• _Brano scelto_
########################################

Questo dovrebbe essere fonte di consolazione e di tanta speranza per il nostro vivere quotidiano: noi come discepoli siamo intimamente uniti a Gesù, formiamo un solo corpo con Lui e Lui, Gesù è intimamente unito a noi costituendo un’unica sola realtà. Come la ‘vite’ dona vita, cioè linfa ai tralci perché portino frutti abbondanti, così Gesù dona la sua vita a noi, per la nostra vita quotidiana in maniera che possiamo portare frutti abbondanti. I frutti non sono opera nostra, non dipendono da noi, ma dalla radice, cioè dalla ‘vite’, che è Gesù, il cui agricoltore è il Padre. Però siamo noi che portiamo i frutti affinché l’umanità possa mangiarli, possa nutrirsi e rallegrarsi di questi doni.

########################################

• _Istruzione 1_
Nel brano sulla vite, che cosa potrà fare l'umanità con i frutti portati dai discepoli?
• _Istruzione 2_
Riprendi il brano sulla vite e proseguilo subito dopo la sua ultima frase.
I record non hanno alcun legame con il brano sulla vite.

########################################

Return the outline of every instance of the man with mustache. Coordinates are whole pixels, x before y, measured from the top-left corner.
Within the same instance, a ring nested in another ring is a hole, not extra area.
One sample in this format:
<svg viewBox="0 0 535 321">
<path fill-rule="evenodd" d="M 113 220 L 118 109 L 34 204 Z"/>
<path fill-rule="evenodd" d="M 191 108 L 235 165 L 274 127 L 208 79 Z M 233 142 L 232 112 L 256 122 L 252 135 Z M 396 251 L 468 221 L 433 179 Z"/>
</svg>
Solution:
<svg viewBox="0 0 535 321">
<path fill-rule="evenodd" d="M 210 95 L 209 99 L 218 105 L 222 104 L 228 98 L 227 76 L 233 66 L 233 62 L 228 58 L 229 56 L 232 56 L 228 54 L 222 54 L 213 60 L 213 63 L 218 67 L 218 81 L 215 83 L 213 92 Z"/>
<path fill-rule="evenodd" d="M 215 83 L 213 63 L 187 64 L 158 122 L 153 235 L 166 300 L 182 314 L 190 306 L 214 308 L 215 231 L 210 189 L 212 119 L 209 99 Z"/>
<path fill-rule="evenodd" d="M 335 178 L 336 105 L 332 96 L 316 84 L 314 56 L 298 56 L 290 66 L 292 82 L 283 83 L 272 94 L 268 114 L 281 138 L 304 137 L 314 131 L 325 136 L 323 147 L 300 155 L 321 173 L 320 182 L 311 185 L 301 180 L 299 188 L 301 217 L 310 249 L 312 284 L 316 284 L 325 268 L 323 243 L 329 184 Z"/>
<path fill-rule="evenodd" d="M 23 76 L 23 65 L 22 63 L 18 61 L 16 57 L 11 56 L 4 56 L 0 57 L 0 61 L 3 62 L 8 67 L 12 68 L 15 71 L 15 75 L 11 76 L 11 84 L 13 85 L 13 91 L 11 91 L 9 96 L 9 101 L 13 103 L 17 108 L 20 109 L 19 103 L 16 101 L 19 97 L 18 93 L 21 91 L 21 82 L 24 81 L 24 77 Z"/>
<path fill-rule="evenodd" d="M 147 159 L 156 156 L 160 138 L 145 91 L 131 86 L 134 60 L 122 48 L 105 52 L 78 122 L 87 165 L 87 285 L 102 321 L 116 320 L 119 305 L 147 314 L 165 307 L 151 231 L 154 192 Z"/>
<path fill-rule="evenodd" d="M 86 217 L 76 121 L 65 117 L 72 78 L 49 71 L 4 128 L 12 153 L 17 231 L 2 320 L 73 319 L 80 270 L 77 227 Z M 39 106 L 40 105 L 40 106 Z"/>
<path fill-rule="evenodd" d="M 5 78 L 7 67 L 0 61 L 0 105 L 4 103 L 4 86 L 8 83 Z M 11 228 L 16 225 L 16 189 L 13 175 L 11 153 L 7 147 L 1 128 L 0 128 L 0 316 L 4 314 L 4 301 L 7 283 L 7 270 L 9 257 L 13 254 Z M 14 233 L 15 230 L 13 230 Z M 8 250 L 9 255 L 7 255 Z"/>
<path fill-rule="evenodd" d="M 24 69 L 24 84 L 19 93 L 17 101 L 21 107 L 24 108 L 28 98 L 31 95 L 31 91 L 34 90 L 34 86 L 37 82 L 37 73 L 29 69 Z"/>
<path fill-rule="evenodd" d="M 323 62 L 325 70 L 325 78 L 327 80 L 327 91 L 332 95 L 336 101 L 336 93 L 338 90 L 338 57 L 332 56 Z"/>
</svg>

########################################

• _Risultato 1_
Mangiarli, nutrirsi e rallegrarsi di questi doni.

• _Risultato 2_
La condizione però resta sempre la stessa: ‘rimanere’ nel Signore. Cioè, non staccarci, non separarci, non abbandonare, non procedere indipendentemente ed autonomamente. Un suggerimento per realizzare questo ‘rimanere’: non dare mai per scontato Gesù, anzi desiderare di conoscerlo sempre più, mai sazi di lui. Proprio come due persone che affermano di amarsi; se si insinuasse in uno di loro il pensiero di conoscere l’altro sufficientemente e abbastanza bene, al punto da non stupirsi più e di non desiderare più di conoscerlo, allora la relazione si allenterebbe, inevitabilmente si offuscherebbe e lentamente inesorabilmente si perderebbe, perché verrebbe sostituita da un’altra figura che prenderebbe il suo posto.
- Questo è il mio comandamento: ’che vi amiate gli uni gli altri come io ho amato voi”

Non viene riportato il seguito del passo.